▶ VORLIEGENDER TEXT:
Wenn Trumps Krieg gegen Migrant*innen Weihnachtlich leuchtet
TL;DR: Ein KI-Weihnachtsmann als ICE-Agent: In den USA wirbt ein Video mit dem Slogan „YOU’RE GOING HO HO HOME“ für Abschiebungen und der Weihnachtsmann treibt Migrant*innen für die Einwanderungsbehörde ICE zusammen. Mit Waffe, Lächeln und Prämie. Wenn Weihnachten zur Kulisse von Vertreibung wird, leuchtet Trumps Krieg gegen Migrant*innen festlich.
Ein KI-generiertes Video der US-Einwanderungsbehörde inszeniert den Weihnachtsmann als ICE-Agenten. Was als Werbespot getarnt ist, entlarvt das politische Klima der Gegenwart – und eine perverse Logik der Moral.
In den USA hat
die Einwanderungs- und Zollbehörde (ICE) zu Weihnachten ein
neues Gesicht ihrer Politik vorgestellt: den Weihnachtsmann. Nicht den
gütigen alten Mann, der Kinder beschenkt, sondern eine digital erzeugte Version
in kugelsicherer Weste, mit Waffe und ICE-Logo auf der Brust. Im Video, das
unter dem Titel „YOU’RE GOING
HO HO HOME“ in den sozialen Netzwerken verbreitet wird, verhaftet
Santa Claus Migrant*innen, begleitet sie zu Flugzeugen und mahnt sie, sich doch
freiwillig abzuschieben – über die CBP-One-App, ein digitales Werkzeug der
US-Grenzverwaltung.
Wer dem Aufruf
folgt, dem winken laut Behördenangaben 3.000 Dollar und ein kostenloser
Rückflug in die Heimat. Die Prämie, so das Heimatschutzministerium (DHS),
sei für die Feiertage verdreifacht worden – ein „Weihnachtsgeschenk“
an jene, die das Land lieber verlassen als sich verhaften zu lassen. Die
Kampagne, Teil der DHS-Initiative zur Förderung freiwilliger Abschiebungen,
läuft bis Ende 2025.
Die Festtage
als Kulisse der Vertreibung
Das Video reiht
sich ein in eine Serie festlich dekorierter Werbespots, mit denen US-Behörden
ihre Abschiebepolitik medial aufbereiten. In früheren Clips posierten
ICE-Agenten mit Weihnachtsmannmützen, geschmückten Schutzschilden und
Sturmgewehren. Auf einem der offiziellen Bilder prangt der Schriftzug „Frohe
Weihnachten“ auf einem ballistischen Schild. In einem weiteren GIF
gleitet Donald Trump, montiert auf einem Schlitten, über einen Winterhimmel –
lächelnd, tanzend, siegesgewiss.
Die Bildsprache
ist eindeutig: Die Abschiebung wird zur Feier, die Grenze zur Bühne, die Macht
zur Moral. Der Humor – sofern man ihn so nennen will – liegt im Schock. Und der
Schock, das ist der Punkt.

▶ GESTELLTE AUFGABE 1: Fasse den vorliegenden Text in zwei Sätzen zusammen.
▶ GESTELLTE AUFGABE 2: Wiederhole aus dem vorliegenden Text den Abschnitt zwischen „Wenn Trumps Krieg“ und „Logik der Moral.“, beide Stellen eingeschlossen.

▶ GESPEICHERTE DATEN:
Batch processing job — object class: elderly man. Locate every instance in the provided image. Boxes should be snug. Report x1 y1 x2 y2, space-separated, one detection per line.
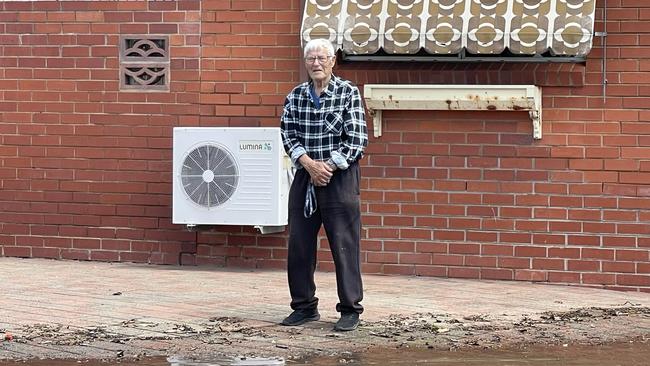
281 39 368 331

▶ ERGEBNIS DER AUFGABE 1: Die US-Einwanderungsbehörde ICE hat zu Weihnachten ein KI-generiertes Video vorgestellt, in dem ein bewaffneter Weihnachtsmann Migrant*innen verhaftet und sie mahnt, sich über die CBP-One-App freiwillig abzuschieben, wofür laut Behördenangaben 3.000 Dollar und ein kostenloser Rückflug winken. Das Video reiht sich in eine Serie festlich dekorierter Werbespots ein, deren Bildsprache die Abschiebung zur Feier macht und auf Schock setzt.

▶ ERGEBNIS DER AUFGABE 2:
Wenn Trumps Krieg gegen Migrant*innen Weihnachtlich leuchtet
TL;DR: Ein KI-Weihnachtsmann als ICE-Agent: In den USA wirbt ein Video mit dem Slogan „YOU’RE GOING HO HO HOME“ für Abschiebungen und der Weihnachtsmann treibt Migrant*innen für die Einwanderungsbehörde ICE zusammen. Mit Waffe, Lächeln und Prämie. Wenn Weihnachten zur Kulisse von Vertreibung wird, leuchtet Trumps Krieg gegen Migrant*innen festlich.
Ein KI-generiertes Video der US-Einwanderungsbehörde inszeniert den Weihnachtsmann als ICE-Agenten. Was als Werbespot getarnt ist, entlarvt das politische Klima der Gegenwart – und eine perverse Logik der Moral.